Extracted records:
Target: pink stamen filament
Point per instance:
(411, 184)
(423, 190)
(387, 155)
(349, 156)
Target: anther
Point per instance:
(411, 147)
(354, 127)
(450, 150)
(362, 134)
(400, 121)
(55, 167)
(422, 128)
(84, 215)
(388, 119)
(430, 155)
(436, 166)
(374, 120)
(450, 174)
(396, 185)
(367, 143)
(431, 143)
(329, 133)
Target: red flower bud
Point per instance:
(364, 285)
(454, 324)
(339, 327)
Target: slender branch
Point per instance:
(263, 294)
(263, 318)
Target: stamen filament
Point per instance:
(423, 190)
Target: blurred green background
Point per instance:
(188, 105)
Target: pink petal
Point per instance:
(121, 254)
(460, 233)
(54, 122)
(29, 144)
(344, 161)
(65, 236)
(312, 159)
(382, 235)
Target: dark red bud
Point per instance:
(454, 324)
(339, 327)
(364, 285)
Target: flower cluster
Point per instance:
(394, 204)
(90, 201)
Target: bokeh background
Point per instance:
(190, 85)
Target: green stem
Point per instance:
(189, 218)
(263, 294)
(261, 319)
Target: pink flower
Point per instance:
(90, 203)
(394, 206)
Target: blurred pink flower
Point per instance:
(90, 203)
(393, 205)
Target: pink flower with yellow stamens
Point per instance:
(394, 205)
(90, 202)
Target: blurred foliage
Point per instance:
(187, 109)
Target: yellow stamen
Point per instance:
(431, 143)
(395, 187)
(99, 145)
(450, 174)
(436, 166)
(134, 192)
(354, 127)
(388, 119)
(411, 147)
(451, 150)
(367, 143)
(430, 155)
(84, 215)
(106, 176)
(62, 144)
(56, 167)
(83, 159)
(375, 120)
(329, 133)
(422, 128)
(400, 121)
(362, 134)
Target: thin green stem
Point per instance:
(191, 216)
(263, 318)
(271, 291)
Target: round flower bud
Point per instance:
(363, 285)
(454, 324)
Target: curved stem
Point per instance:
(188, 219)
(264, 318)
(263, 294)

The problem: Please give an exact copy of every entry.

Answer:
Target: pink stamen filament
Point per instance:
(411, 184)
(423, 190)
(387, 155)
(349, 156)
Target: anther
Point per instance:
(411, 147)
(354, 127)
(450, 150)
(362, 134)
(400, 121)
(55, 167)
(422, 128)
(84, 215)
(388, 119)
(430, 155)
(436, 166)
(374, 120)
(450, 174)
(396, 185)
(367, 143)
(431, 143)
(329, 133)
Target: red flower bud
Point per instance:
(364, 285)
(454, 324)
(339, 327)
Target: slender branch
Point per instance:
(263, 294)
(263, 318)
Target: stamen filament
Point per instance:
(423, 190)
Target: blurred green background
Point per instance:
(188, 105)
Target: pink petal
Point per instance:
(121, 254)
(460, 233)
(54, 122)
(29, 144)
(344, 161)
(65, 236)
(312, 159)
(382, 235)
Target: dark red bud
Point per instance:
(454, 324)
(339, 327)
(364, 285)
Target: flower cluster
Point per instance:
(394, 204)
(90, 201)
Target: bokeh background
Point per instance:
(190, 85)
Target: green stem
Point per instance:
(189, 218)
(263, 294)
(261, 319)
Target: pink flower
Point per instance:
(90, 203)
(394, 206)
Target: blurred pink flower
Point per instance:
(90, 203)
(393, 205)
Target: pink flower with yellow stamens
Point per instance:
(394, 205)
(90, 202)
Target: blurred foliage
Point per instance:
(187, 109)
Target: yellow stamen
Point per instance:
(431, 143)
(395, 187)
(99, 145)
(450, 174)
(436, 166)
(134, 192)
(354, 127)
(388, 119)
(411, 147)
(451, 150)
(367, 143)
(430, 155)
(84, 215)
(106, 176)
(62, 144)
(56, 167)
(83, 159)
(375, 120)
(329, 133)
(422, 128)
(400, 121)
(362, 134)
Target: thin green stem
Point per instance:
(191, 216)
(263, 318)
(271, 291)
Target: round flower bud
Point per instance:
(363, 285)
(454, 324)
Target: curved stem
Point per instance:
(188, 219)
(264, 318)
(263, 294)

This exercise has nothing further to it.